EXERCISE>
Exactly as written, repeat all of the records below.

STUDY MATERIAL>

****

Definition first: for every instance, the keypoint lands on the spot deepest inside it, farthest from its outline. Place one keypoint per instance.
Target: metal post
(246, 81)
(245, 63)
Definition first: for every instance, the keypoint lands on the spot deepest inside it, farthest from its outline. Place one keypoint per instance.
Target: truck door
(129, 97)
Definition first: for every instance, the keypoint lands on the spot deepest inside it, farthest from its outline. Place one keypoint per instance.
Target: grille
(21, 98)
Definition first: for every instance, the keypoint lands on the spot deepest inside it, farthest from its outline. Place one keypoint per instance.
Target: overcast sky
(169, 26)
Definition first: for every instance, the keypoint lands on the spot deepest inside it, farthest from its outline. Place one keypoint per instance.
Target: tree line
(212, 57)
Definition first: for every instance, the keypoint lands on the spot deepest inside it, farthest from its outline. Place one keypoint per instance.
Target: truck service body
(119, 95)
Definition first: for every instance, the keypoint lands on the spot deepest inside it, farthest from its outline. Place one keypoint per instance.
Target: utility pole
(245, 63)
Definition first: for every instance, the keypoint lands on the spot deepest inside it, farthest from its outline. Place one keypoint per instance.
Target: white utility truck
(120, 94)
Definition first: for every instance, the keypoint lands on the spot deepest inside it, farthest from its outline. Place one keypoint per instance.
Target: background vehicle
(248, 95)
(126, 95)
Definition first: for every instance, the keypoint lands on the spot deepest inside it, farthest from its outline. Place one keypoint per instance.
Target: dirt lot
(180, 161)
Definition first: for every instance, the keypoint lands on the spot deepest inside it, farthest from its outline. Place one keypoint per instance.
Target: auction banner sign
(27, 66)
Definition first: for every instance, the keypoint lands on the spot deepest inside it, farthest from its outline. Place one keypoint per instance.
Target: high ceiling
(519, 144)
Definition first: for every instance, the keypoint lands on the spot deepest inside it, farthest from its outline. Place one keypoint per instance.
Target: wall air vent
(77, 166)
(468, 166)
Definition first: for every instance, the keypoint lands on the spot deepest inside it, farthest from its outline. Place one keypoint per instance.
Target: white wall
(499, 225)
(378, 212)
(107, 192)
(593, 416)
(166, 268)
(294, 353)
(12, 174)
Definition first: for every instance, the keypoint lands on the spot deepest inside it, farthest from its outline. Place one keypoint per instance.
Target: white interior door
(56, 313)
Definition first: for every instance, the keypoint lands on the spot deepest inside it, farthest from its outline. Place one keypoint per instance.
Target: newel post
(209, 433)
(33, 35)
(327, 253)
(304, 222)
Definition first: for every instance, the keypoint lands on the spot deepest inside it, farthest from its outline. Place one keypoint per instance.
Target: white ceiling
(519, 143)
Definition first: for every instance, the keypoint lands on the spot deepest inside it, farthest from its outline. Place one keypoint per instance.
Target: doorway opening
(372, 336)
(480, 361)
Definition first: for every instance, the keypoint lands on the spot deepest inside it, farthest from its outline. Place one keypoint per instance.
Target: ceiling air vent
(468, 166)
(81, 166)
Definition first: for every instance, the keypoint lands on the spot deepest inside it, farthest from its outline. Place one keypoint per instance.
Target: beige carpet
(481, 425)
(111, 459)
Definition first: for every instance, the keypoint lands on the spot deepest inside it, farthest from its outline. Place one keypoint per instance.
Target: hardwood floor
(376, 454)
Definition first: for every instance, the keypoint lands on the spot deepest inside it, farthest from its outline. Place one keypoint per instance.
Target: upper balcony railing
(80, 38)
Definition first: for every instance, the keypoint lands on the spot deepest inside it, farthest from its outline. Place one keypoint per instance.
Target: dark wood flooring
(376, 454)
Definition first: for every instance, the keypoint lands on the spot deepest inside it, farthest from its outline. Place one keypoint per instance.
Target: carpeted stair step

****

TASK SOLUTION>
Definition first: for every instance, the keypoint lands on the spot deepest inside it, farthest from its outline. Place one keypoint per instance.
Target: metal post
(246, 81)
(245, 63)
Definition first: for every instance, the keypoint lands on the spot deepest inside it, farthest from its outline. Place one keypoint per instance.
Target: truck door
(129, 97)
Definition first: for every instance, the keypoint lands on the spot deepest inside it, farthest from its outline. Place one keypoint per instance.
Target: grille
(21, 98)
Definition first: for every instance, the keypoint lands on the spot deepest inside it, farthest from its outline. Place one keypoint per instance.
Target: overcast sky
(169, 26)
Definition first: for every instance, the keypoint lands on the spot deepest inside it, farthest from its outline. Place one keypoint per instance.
Target: tree line
(212, 57)
Definition first: for every instance, the keypoint lands on the spot deepest inside it, farthest from its outline. Place one keypoint per instance.
Target: truck service body
(119, 95)
Definition first: for every instance, the keypoint lands on the spot deepest inside it, farthest from its outline. Place one keypoint per instance.
Target: utility pole
(245, 63)
Definition first: for every instance, the keypoint lands on the spot deepest inside it, farthest from its outline. Place one keypoint per instance.
Target: white utility truck
(120, 94)
Definition first: for every instance, the keypoint lands on the spot deepest inside it, farthest from its outline. Place one keypoint per instance.
Target: background vehicle
(248, 95)
(126, 95)
Definition first: for every instance, the keypoint lands on the spot deepest inside it, farthest from its outline. Place one keypoint per instance.
Target: dirt lot
(180, 161)
Definition first: for every instance, the keypoint lands on the spot deepest inside it, farthest from its outline. Place one keypoint per instance.
Target: auction banner sign
(27, 66)
Definition first: for every instance, the keypoint lands on the spot deepest inside it, farthest from its outline. Place one keypoint per instance.
Target: high ceiling
(519, 144)
Definition first: for every instance, the keypoint lands on the spot deepest inside it, farthest from its outline. Place one keypoint per instance.
Target: wall air vent
(77, 166)
(468, 166)
Definition first: for every instance, the keypoint lands on the spot deepest inside it, farthest from its outline. Place one keypoint per instance.
Target: white wall
(499, 225)
(378, 212)
(107, 192)
(593, 416)
(166, 268)
(294, 353)
(12, 174)
Definition first: for every instance, the keypoint lands on the spot deepest inside it, farthest from its outline. Place one keypoint per instance.
Target: white interior door
(56, 313)
Definition first: for every instance, the keypoint lands on the spot deepest inside it, farthest from its outline. Place one keypoint per instance.
Target: newel post
(209, 433)
(33, 35)
(327, 253)
(304, 222)
Definition first: for every instance, the keypoint lands on the spot deepest inside it, farthest from its outline. Place one keypoint per instance.
Target: white ceiling
(519, 143)
Definition first: for every instance, the keypoint lands on the spot deepest inside it, farthest from its outline. Place one keypoint per instance.
Target: doorway opening
(372, 336)
(480, 361)
Definition first: for every instance, the keypoint lands on the spot deepest inside it, farthest from its outline. Place one keypoint per instance.
Target: ceiling air vent
(468, 166)
(81, 166)
Definition first: for every instance, the keypoint lands on the spot deepest inside it, farthest from its outline. Place one keypoint per instance.
Target: beige carpet
(481, 425)
(111, 459)
Definition first: for every instance, the keypoint lands on the spot deepest inside it, farthest from its outline. Place one keypoint per instance.
Target: hardwood floor
(376, 454)
Definition first: for every instance, the keypoint lands on the spot deepest inside it, farthest from its outline. Place one keypoint per instance.
Target: upper balcony railing
(80, 38)
Definition first: for every instance, the keypoint lands on the spot deepest inside it, farthest from its outline. Place one keypoint per instance.
Target: dark wood flooring
(376, 454)
Definition first: for every instance, the keypoint lands on the spot deepest inside it, farthest from its outline. Place one keypoint per instance.
Target: carpeted stair step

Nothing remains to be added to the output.